Without the images, output each record below as it stands.
•••
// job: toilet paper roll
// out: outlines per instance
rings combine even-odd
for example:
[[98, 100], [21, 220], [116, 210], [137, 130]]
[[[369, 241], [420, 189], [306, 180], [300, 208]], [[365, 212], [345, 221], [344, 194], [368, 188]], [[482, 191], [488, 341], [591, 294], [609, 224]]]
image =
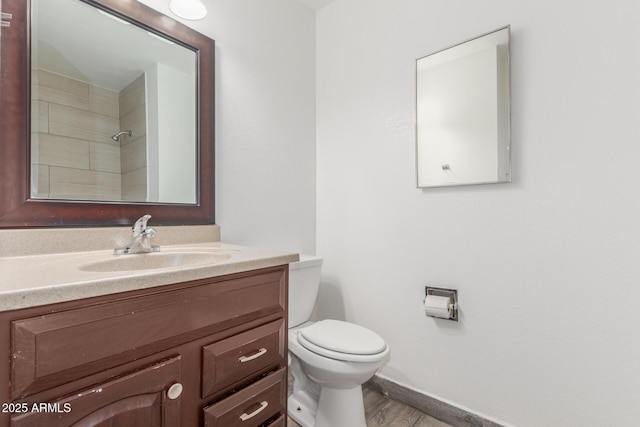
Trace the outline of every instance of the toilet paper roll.
[[449, 304], [451, 304], [449, 297], [427, 295], [424, 299], [424, 313], [427, 316], [448, 319], [451, 317]]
•••
## [Result of this exercise]
// job: toilet paper roll
// out: outlines per instance
rings combine even-odd
for example:
[[98, 100], [21, 220], [116, 210], [137, 130]]
[[[369, 241], [420, 189], [306, 180], [300, 208]], [[365, 212], [345, 221], [344, 194], [368, 188]], [[482, 191], [488, 341], [591, 294], [609, 224]]]
image =
Trace the outline of every instance of the toilet paper roll.
[[449, 304], [451, 304], [449, 297], [427, 295], [424, 299], [424, 313], [427, 316], [448, 319], [451, 317]]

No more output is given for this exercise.